Sono le stesse frasi che una serie di facce anonime, riprese da molto vicino, pronunciano durante i titoli d’apertura del film: basta telefonare, dire che si sta male e non vai al lavoro. Le ferie di tre mesi durante l’estate. L’orario di lavoro ridotto a sei ore, soltanto la mattina. Fannulloni, marajà, privilegiati, questi insegnanti. Ladri.
Queste cose le ho sempre sentite dire e non mi sono mai trattenuta dopo, dal dire: i miei genitori sono insegnanti, entrambi. E dal dichiarare che queste sono tutte balle, balle, balle, balle.
So che è difficile difendere la categoria. Infatti loro non la difendono: la condannano. Si scontrano con i colleghi arrivisti, che pensano alle pubblicazioni e non ai ragazzi, cercano di proteggere gli stuendenti da chi ha occupato un posto soltanto per un contratto a tempo indeterminato.
A volte piangono, come il protagonista del film. A volte avvicinano la mano al telefono che squilla così lentamente che io credo che non lo prenderanno mai, mai.
So che la categoria non è difendibile. Questo è ben visibile anche nel film: ci sono porci, ci sono ignoranti, incompetenti. Quello con cui ci si scontra, se stai nella scuola e sei davvero un insegnante, è l’ingiustizia. Credo che sia la professione che sta più vicina all’ingiustizia, più della guardia carceraria, più del magistrato anti-mafia, più dell’attivista per i diritti umani.

Esercizi –
• A. Riscrivi il passo del testo sugli insegnanti che parte da "Sono le stesse" e termina con "questi insegnanti. Ladri.", mettendo "professori" al posto di "insegnanti".
• B. Nel testo sugli insegnanti, che mestiere fanno i genitori di chi scrive?
• C. Per favore, porta avanti il testo sugli insegnanti dal punto in cui si interrompe.

Dati forniti –
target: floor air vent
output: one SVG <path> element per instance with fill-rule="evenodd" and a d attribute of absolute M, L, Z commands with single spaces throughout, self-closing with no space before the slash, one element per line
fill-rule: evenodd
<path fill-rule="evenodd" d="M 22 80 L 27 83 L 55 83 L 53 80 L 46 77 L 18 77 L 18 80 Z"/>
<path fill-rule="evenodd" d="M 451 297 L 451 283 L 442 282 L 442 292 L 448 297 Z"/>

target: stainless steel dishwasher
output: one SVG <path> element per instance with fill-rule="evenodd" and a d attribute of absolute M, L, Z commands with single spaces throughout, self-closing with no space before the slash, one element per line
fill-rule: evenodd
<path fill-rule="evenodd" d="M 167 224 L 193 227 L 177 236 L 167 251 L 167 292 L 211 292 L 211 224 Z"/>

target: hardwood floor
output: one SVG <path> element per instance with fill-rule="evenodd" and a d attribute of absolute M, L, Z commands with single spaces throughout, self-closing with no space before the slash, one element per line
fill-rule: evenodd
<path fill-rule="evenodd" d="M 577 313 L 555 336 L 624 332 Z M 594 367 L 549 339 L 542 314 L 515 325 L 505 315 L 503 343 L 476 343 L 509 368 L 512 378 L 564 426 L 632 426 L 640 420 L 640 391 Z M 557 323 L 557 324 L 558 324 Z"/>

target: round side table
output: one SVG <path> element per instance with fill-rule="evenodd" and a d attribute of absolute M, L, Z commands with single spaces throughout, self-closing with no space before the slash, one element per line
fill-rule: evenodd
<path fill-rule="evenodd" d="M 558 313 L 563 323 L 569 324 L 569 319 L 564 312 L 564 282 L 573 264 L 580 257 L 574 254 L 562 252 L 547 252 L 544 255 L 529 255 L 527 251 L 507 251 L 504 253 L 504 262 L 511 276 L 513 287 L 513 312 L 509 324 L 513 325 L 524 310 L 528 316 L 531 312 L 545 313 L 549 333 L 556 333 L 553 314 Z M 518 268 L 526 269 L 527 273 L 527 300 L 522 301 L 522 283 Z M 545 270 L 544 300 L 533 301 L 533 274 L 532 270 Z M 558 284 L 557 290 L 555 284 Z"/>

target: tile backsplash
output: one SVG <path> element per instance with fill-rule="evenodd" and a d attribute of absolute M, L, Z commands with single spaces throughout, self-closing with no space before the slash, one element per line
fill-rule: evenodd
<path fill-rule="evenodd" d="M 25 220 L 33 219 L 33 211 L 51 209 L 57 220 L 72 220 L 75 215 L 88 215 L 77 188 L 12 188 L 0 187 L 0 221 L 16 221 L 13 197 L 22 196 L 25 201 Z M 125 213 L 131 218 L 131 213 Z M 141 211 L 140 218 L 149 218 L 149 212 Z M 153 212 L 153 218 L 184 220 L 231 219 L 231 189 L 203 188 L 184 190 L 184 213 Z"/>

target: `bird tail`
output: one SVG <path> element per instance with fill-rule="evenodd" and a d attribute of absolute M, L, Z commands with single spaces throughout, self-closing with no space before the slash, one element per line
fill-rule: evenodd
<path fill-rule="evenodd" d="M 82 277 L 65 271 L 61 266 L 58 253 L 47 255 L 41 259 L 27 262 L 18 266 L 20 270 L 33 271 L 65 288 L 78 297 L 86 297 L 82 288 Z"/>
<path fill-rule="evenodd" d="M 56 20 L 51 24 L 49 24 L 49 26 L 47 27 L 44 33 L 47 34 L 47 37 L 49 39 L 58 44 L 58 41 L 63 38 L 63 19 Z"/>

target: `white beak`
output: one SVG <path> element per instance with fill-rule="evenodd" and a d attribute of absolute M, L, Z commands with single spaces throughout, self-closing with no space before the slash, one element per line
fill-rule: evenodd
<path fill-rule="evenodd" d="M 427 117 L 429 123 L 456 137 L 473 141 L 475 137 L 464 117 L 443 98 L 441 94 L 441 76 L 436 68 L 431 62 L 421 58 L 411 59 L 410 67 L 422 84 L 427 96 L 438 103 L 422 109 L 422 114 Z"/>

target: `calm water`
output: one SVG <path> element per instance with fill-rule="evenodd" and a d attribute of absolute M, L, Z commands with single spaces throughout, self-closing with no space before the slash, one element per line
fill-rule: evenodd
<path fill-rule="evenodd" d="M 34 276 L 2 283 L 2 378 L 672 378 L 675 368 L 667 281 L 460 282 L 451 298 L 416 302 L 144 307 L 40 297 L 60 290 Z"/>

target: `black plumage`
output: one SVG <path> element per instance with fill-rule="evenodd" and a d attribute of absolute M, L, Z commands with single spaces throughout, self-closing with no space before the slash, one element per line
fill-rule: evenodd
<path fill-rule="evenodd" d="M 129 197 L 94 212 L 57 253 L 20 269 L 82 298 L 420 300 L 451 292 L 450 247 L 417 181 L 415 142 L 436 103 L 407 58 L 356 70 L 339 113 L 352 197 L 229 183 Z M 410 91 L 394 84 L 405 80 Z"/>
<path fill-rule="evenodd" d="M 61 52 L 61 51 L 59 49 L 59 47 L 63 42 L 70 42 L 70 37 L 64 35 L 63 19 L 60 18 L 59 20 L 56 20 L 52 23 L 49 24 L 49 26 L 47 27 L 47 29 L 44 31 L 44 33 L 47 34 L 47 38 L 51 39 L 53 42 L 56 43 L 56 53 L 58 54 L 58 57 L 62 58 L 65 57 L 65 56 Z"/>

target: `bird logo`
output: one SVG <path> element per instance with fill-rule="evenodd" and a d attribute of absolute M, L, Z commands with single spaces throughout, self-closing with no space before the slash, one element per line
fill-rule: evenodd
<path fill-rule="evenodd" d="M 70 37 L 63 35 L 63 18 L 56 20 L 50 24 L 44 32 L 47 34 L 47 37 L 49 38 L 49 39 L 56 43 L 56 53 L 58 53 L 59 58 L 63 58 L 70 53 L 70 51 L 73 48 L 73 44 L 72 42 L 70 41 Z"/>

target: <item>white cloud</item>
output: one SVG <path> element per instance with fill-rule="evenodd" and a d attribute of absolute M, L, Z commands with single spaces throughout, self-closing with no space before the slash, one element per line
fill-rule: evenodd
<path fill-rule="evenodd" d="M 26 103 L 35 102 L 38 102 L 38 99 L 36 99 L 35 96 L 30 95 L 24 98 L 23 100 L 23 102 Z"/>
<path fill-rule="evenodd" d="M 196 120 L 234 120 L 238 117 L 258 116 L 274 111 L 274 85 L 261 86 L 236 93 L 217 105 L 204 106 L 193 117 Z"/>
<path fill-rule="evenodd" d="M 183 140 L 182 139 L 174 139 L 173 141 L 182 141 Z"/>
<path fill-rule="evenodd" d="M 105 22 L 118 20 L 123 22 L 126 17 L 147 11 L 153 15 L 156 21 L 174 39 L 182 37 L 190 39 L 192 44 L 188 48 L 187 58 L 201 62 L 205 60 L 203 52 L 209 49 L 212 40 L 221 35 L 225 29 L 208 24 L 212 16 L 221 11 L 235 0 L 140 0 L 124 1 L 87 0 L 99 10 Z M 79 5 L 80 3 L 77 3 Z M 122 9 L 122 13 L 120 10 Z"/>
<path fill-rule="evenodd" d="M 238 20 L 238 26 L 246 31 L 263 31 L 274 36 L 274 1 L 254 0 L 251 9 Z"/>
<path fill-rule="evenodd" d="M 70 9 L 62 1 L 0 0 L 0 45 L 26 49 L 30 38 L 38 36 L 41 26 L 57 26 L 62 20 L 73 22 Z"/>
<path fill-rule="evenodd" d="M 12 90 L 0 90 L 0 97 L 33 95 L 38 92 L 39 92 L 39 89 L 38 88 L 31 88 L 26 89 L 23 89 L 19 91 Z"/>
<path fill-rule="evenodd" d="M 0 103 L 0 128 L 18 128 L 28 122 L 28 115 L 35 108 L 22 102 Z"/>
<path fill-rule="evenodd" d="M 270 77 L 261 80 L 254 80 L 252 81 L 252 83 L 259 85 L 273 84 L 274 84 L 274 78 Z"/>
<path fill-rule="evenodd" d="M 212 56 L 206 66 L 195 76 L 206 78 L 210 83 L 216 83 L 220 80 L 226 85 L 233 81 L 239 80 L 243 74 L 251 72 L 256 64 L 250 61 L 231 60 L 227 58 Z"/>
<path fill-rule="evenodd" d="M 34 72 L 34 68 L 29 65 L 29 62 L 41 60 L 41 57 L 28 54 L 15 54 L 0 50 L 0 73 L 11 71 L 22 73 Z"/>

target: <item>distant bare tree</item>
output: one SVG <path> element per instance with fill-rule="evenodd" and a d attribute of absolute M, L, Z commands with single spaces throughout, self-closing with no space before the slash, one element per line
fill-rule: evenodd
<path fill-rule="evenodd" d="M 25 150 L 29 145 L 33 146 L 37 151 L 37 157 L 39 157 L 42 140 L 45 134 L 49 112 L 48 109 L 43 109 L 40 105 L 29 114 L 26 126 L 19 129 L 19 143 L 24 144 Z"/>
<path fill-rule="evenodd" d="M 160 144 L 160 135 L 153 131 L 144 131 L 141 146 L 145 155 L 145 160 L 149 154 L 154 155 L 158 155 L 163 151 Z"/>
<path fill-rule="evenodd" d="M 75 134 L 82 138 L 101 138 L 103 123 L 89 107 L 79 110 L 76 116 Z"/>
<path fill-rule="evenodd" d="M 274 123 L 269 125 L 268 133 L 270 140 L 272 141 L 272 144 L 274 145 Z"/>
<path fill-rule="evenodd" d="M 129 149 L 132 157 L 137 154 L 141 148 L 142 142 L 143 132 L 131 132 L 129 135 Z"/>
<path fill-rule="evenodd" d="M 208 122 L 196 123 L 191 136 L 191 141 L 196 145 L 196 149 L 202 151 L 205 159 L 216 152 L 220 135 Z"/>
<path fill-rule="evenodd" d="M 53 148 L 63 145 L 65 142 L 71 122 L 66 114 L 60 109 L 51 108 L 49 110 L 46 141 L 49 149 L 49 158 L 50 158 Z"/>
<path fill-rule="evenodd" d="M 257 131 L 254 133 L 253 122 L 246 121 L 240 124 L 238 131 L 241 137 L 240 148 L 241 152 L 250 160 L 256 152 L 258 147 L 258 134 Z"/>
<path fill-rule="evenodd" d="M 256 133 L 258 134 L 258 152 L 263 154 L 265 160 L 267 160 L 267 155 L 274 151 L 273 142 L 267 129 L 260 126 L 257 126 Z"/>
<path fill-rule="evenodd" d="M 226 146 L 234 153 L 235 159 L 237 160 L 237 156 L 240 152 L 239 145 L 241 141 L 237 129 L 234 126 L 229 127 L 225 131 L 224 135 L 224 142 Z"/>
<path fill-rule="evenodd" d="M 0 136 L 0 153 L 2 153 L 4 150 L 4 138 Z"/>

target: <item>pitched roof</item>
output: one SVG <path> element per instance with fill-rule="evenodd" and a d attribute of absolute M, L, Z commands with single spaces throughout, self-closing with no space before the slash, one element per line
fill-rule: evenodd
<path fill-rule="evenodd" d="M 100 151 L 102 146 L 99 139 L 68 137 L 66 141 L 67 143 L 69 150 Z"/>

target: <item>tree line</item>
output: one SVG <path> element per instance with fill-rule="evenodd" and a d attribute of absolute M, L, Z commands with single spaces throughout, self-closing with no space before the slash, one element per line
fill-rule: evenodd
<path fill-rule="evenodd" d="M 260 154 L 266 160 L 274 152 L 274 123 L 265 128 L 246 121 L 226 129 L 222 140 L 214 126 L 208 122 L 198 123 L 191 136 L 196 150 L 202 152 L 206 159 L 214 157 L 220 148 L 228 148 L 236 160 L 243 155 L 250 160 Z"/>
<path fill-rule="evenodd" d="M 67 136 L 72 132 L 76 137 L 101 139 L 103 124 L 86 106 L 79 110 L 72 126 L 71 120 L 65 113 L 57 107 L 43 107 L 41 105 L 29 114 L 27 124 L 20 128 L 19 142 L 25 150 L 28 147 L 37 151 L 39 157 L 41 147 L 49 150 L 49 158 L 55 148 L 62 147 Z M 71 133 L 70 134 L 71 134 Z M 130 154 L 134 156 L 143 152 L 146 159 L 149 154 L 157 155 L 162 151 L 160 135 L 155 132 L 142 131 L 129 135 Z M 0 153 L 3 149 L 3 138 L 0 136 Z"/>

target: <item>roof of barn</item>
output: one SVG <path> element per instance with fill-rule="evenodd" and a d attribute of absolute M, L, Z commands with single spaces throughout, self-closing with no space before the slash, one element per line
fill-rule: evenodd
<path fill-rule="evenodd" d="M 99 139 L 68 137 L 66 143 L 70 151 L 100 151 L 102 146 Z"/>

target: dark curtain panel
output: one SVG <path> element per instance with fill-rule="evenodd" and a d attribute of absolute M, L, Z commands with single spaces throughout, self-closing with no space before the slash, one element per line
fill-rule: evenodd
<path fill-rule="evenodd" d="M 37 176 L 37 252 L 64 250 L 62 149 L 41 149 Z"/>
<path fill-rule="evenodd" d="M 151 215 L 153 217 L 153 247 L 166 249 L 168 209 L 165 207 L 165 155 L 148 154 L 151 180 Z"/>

Soluzioni degli esercizi –
• A.
Sono le stesse frasi che una serie di facce anonime, riprese da molto vicino, pronunciano durante i titoli d’apertura del film: basta telefonare, dire che si sta male e non vai al lavoro. Le ferie di tre mesi durante l’estate. L’orario di lavoro ridotto a sei ore, soltanto la mattina. Fannulloni, marajà, privilegiati, questi professori. Ladri.

• B. Sono entrambi insegnanti.

• C.
L’ingiustizia è una presenza invisibile che li tocca, li scarna, cancella loro il volto, esige il loro distacco, il loro fuoco freddo per combatterla.
Harry, il professore del film, ne parla proprio così, parafrasando: noi stiamo vicino ai giovani e li vediamo disperati. Li vediamo che non credono, vediamo il terrore di ciò che li aspetterà, il nulla che vedono e non possiamo far altro che essere noi stessi. Non possiamo far niente, possiamo soltanto essere lì e poi lasciarli andare al loro destino di gocce nell’oceano.
Questa è un’esperienza terribile: nessuno dice grazie ed il fallimento aleggia, sempre, nella vita comune ed ingiusta che quei bambini, alle porte della vita adulta, si avviano a condurre da soli, fuori dall’aula dell’insegnante che li ha amati.
Tutti gli insegnanti, nel film, oltre ad essere stanchi e continuamente provati dalla commozione, sono soli. Questo è il particolare che ho notato con più chiarezza.
Per lunghi anni mi sono chiesta perché i miei genitori siano così soli: hanno pochi amici, escono poco, il fine settimana non sanno mai cosa fare. Mi dicevo: i genitori dei miei amici non sono così. Escono con tavolate di conoscenti a mangiare la pizza, partono per il fine settimana, vanno all’Ikea.
Dalle parole di un’insegnante del film: il venerdì sera mi dispero. L’idea del fine settimana da passare da sola mi distrugge.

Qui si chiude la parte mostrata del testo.